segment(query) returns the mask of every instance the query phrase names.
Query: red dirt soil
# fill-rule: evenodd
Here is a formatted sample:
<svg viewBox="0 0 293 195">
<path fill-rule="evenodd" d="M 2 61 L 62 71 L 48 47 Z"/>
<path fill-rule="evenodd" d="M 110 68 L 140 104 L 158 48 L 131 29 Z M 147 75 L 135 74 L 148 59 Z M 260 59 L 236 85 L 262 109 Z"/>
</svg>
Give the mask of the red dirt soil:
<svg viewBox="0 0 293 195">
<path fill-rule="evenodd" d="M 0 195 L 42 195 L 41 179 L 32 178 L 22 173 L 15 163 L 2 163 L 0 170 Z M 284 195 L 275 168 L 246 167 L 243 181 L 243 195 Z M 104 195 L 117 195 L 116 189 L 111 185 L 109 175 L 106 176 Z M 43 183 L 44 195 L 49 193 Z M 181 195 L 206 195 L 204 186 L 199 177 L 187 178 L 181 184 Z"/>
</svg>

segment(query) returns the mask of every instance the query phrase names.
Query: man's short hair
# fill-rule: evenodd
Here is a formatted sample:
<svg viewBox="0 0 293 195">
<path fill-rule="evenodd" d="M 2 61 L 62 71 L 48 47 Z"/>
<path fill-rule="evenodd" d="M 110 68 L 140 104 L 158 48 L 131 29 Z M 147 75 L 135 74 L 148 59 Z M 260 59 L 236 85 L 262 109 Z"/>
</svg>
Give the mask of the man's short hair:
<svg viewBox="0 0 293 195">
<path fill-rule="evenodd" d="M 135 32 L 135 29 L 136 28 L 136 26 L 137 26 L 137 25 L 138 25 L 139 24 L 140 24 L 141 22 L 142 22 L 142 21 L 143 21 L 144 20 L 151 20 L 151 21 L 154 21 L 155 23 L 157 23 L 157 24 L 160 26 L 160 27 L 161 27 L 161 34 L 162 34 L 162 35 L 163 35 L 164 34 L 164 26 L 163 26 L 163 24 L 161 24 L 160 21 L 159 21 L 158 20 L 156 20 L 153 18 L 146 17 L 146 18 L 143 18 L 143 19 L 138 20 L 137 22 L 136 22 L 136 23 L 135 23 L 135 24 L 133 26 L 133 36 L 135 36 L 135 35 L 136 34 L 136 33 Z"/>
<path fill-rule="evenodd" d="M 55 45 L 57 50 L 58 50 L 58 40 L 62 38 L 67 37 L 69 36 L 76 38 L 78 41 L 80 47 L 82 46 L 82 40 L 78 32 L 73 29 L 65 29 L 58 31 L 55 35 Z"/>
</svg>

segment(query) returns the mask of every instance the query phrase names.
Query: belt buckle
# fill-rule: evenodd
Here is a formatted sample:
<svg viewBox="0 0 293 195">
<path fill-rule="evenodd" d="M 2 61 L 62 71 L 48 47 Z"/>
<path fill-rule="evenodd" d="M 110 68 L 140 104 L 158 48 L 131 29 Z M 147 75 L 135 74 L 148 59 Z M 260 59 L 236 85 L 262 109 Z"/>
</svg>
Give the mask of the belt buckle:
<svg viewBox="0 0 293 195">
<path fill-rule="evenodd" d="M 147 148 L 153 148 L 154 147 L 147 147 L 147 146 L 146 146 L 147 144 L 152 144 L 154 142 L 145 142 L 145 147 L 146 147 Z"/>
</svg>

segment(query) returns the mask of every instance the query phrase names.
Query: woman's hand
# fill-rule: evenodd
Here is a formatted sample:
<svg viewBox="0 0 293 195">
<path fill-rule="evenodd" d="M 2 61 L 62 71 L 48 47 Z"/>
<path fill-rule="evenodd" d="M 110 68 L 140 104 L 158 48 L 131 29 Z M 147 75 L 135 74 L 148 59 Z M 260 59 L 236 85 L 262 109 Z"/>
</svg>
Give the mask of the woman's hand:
^^^^^^^^^^^^^^^^
## OBIETTIVO DELL'ESERCIZIO:
Indica quante righe dei dati contengono la stringa "hair". Riporta soltanto il numero.

## RISULTATO:
2